Task goal =
Retype the material from its first line through the line containing "91 88 L 136", inclusive, keeping every character unchanged. Leave the pictures out.

Supplied information =
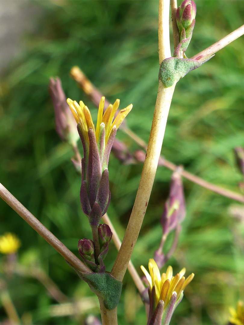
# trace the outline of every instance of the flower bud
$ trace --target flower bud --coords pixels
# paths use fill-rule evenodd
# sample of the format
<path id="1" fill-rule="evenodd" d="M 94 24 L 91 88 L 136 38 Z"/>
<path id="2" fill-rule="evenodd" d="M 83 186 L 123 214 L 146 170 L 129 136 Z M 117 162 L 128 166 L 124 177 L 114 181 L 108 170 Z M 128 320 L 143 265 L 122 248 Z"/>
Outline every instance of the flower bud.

Result of this task =
# trace the outline of every instance of the flower bud
$ trace --target flower bud --coords pixels
# paths use fill-rule evenodd
# sample of the format
<path id="1" fill-rule="evenodd" d="M 94 24 L 91 88 L 136 38 Z"/>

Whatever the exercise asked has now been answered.